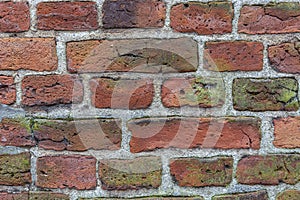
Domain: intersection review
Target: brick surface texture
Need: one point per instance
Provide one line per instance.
(149, 100)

════════════════

Work to be completed - Rewrite the listing with "instance" changed to "occurrence" throughout and everything else left as it is. Leave the pictures out of your answer.

Reply to the exercise -
Domain: intersection review
Target: brick surface texture
Need: one point per occurrence
Provide one line per occurrence.
(149, 100)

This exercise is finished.